Collection entries:
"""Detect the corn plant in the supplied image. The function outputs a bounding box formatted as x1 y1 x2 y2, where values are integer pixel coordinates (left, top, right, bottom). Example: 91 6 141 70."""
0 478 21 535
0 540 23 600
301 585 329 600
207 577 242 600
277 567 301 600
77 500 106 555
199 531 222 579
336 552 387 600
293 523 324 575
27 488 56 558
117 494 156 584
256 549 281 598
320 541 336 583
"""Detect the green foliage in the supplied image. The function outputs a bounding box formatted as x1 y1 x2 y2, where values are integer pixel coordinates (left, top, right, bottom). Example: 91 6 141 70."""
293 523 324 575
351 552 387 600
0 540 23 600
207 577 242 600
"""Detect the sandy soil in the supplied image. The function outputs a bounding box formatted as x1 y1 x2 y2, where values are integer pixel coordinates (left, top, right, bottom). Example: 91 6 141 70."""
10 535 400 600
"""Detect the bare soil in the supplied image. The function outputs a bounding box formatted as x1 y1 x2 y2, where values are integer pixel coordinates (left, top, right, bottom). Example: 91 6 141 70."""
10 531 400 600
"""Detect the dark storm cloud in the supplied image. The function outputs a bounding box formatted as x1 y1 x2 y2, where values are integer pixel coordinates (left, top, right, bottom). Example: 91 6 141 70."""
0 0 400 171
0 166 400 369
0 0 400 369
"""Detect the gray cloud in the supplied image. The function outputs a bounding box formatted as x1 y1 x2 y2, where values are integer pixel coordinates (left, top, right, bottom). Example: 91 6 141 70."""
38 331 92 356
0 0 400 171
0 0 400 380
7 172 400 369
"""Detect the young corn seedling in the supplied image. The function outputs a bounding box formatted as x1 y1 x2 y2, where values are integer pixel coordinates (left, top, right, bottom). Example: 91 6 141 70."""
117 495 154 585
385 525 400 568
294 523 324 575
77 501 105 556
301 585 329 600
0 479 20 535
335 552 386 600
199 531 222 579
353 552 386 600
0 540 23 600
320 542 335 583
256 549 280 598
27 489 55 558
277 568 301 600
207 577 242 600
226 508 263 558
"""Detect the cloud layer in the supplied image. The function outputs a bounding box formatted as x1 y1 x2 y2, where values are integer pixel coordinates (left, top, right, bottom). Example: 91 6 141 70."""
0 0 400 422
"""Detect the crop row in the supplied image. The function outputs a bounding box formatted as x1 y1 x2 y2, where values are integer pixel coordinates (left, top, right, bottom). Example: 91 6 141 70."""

Challenge:
Count the lines in the data above that contain the string "gray". Reply with the number alone.

Solved problem:
1